PWMU.CO – Prof Biyanto menghadiri Launching dan Bedah Buku berjudul “Hadratussyaikh KH M Hasyim Asy’ari, Pemersatu Umat Islam Indonesia” kegiatan yang bertema Rais Akbar Sang Pemersatu Umat Islam itu diadakan IKAPETE (Ikatan Alumni Pondok Pesantren Tebuireng) di Hotel KHAS Surabaya (16/07/2024).
Beberapa tokoh hadir sebagai pembeda buku diantaranya Prof Dr H Mas’ud Said MM Phd Ketua ISNU Jatim, Prof Dr H Maskuri Msi (Rektor UNISMA), Emil Elestianto Dardak Phd (Wakil Gubernur Jatim) serta Prof Dr Biyanto MAg (Sekretaris PWM Jatim).
Mengawali pemaparannya, Prof Biyanto memberikan apresiasinya kepada lembaga Tebuireng Institute for Islamic Studies karena telah menjadi lembaga yang membantu merancang dengan sangat serius serta kredibel. Ke depan diharapkan dapat melahirkan karya-karya yang hebat dan luar biasa.
Ia juga memuji mengenai narasi yang ada dalam buku ini. “Pada buku ini, saya sebagai orang Muhammadiyah merasa bahwa ini adalah sesuatu yang baru dalam sudut pandang kami dalam membaca Kiai besar, tetapi cara menarasikannya itu sangat manusiawi dan tidak ada bumbu-bumbu mistik,” ungkapnya
“Biasanya kalau Kiai, apalagi ini Hadratussyekh sebagai orang yang sangat luar biasa tetapi, di buku ini sama sekali tidak ada kisah-kisah klenik serta mistis seperti yang seringkali kami dengar dan baca lewat berita-berita. Jadi, tidak ada sama sekali diceritakan di buku ini Hadratussyekh itu pernah hilang atau bisa berjalan diatas air untuk menunjukkan kehebatan dan kebesaran beliau,” sambungnya
“Dinarasikan juga dalam buku ini Hadratussyekh ketika belajar juga seperti murid pada umumnya, bahwa cara untuk mendapatkan ilmu itu ya dari belajar tidak dari cara aneh-aneh. Menurut saya bagus sekali sangat manusiawi dan luar biasa,” tegasnya
Selain itu, dalam penyampaiannya kali ini Prof Biyanto juga memberikan fakta bahwa, banyak dari tokoh Muhammadiyah yang dari alumni Tebuireng, seperti Abdurrahim Nur yang juga alumni Tebuireng, lalu ada juga Kiai yang sangat terkenal yakni KH Abdurahman juga merupakan alumni Tebuireng. Selain itu, KH Afnan Ansori yang pernah menjadi ketua PDM Lamongan juga alumni Tebuireng.

> Instruksi 1:
Tukar "Prof Biyanto" dengan "Profesor Biyanto", lalu tuliskan kembali bagian teks sumber mulai dari "PWMU.CO – Prof" hingga "dan luar biasa.".
> Instruksi 2:
Terjemahkan kalimat "Ke depan diharapkan dapat melahirkan karya-karya yang hebat dan luar biasa." dari teks sumber ke dalam bahasa Inggris.
> Instruksi 3:
Teruskan teks sumber tentang peluncuran buku mengenai Hadratussyaikh KH M Hasyim Asy'ari, dimulai setelah kalimat terakhirnya.
Entri-entri berikut tidak dibutuhkan.

> Data Tercatat:
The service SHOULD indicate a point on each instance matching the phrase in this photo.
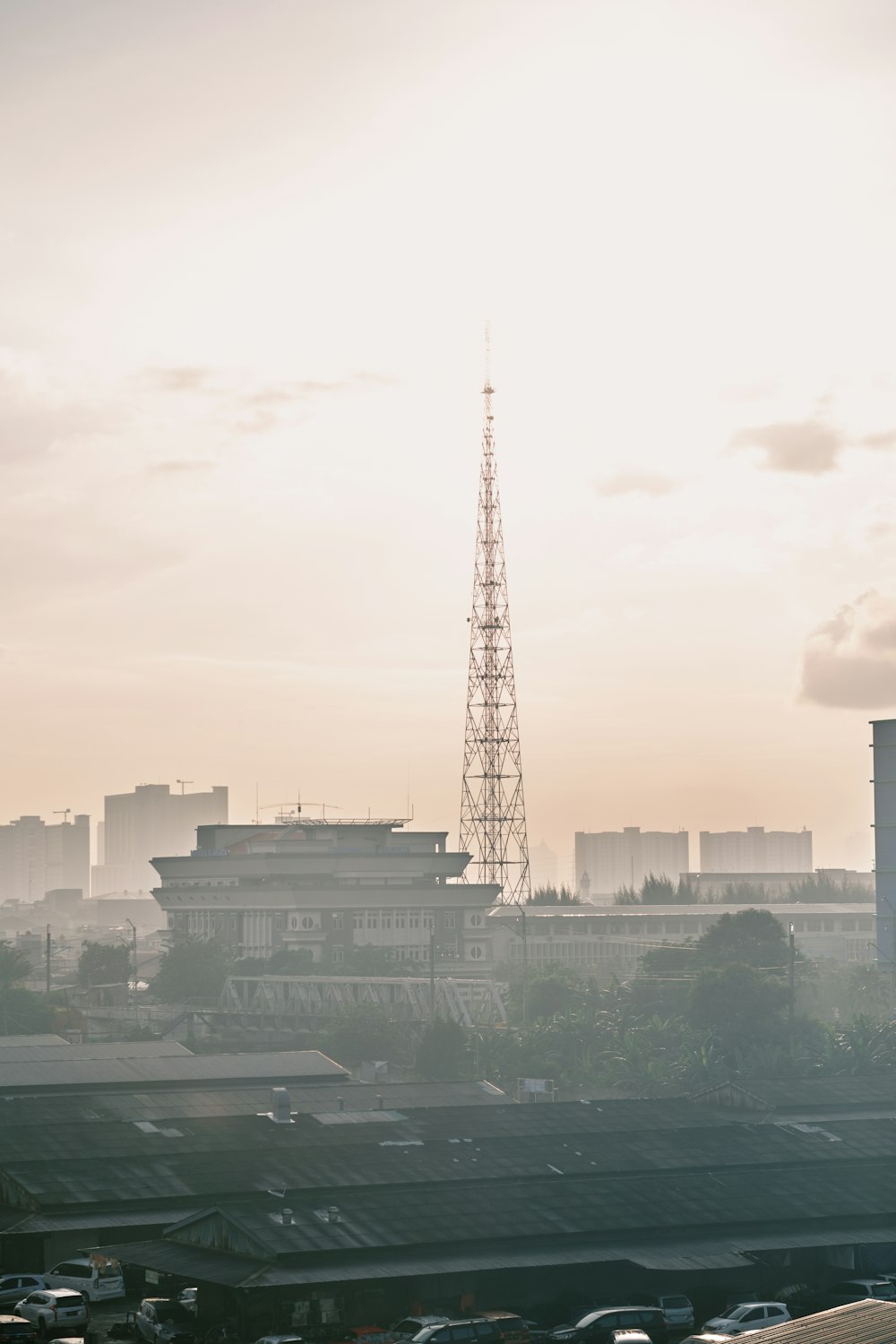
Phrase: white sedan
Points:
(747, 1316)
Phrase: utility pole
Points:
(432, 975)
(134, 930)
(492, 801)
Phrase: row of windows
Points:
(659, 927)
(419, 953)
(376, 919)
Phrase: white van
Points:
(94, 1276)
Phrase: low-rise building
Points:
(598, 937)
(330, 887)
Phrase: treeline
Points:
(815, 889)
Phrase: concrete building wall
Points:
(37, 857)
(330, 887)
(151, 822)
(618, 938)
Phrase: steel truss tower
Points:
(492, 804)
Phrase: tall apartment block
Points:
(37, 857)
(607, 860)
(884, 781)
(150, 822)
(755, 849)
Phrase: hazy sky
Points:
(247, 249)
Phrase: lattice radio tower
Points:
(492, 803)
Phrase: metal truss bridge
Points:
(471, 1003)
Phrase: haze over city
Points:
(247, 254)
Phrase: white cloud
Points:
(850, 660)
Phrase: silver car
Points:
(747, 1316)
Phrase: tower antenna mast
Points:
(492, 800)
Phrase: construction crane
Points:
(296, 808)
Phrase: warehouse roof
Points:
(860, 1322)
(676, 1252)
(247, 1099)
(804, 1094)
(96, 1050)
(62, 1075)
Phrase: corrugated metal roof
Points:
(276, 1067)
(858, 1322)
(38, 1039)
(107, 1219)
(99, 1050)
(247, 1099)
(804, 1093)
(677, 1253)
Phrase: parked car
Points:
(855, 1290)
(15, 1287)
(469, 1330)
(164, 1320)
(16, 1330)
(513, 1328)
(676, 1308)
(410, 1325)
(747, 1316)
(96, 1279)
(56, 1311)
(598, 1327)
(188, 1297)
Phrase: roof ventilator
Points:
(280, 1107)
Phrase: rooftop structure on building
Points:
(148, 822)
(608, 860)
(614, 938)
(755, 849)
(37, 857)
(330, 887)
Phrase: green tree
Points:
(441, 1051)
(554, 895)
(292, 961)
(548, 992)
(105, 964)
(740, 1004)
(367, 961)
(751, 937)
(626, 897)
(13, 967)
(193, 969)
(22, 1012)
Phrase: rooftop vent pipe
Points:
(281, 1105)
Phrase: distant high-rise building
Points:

> Hasil 1:
PWMU.CO – Profesor Biyanto menghadiri Launching dan Bedah Buku berjudul “Hadratussyaikh KH M Hasyim Asy’ari, Pemersatu Umat Islam Indonesia” kegiatan yang bertema Rais Akbar Sang Pemersatu Umat Islam itu diadakan IKAPETE (Ikatan Alumni Pondok Pesantren Tebuireng) di Hotel KHAS Surabaya (16/07/2024).
Beberapa tokoh hadir sebagai pembeda buku diantaranya Prof Dr H Mas’ud Said MM Phd Ketua ISNU Jatim, Prof Dr H Maskuri Msi (Rektor UNISMA), Emil Elestianto Dardak Phd (Wakil Gubernur Jatim) serta Prof Dr Biyanto MAg (Sekretaris PWM Jatim).
Mengawali pemaparannya, Profesor Biyanto memberikan apresiasinya kepada lembaga Tebuireng Institute for Islamic Studies karena telah menjadi lembaga yang membantu merancang dengan sangat serius serta kredibel. Ke depan diharapkan dapat melahirkan karya-karya yang hebat dan luar biasa.

> Hasil 2:
In the future, it is hoped that it will produce great and extraordinary works.

> Hasil 3:
“Pada saat itu saya juga mendapatkan cerita dari Kiai Abdurrahim Nur karena pada saat itu saya pernah belajar ke beliau di kampus UINSA. Pada waktu itu beliau mengajar tafsir dan bisa mengaji kitab juga dari Tebuireng,” kenangnya
“Lalu kemudian beliau berangkat ke Al Azhar. Pada saat berangkat ke Al Azhar juga masih menjadi anggota Ansor dan ketika pulang dari Al Azhar juga masih disambut dengan sambutan Ansor tetapi kemudian beliau menjadi kader Muhammadiyah,” imbuhnya
“Maka kalau mau dibuat satu buku sendiri saya kira nanti Tebuireng Institute Islami Studies bisa menginisiasi kerja sama dengan kami di Muhammadiyah untuk menulis bagaimana proses becoming dari alumni-alumni Tebuireng itu menjadi Muhammadiyah. Nanti, kampus-kampus kami bisa ikut bersinergi dalam merumuskan dan mengkaji bersama bagaimana proses Becoming mereka menjadi kader Muhammadiyah,” tuturnya
Prof Biyanto menjelaskan tiga poin utama dalam pemaparannya di acara launching dan bedah buku kali ini.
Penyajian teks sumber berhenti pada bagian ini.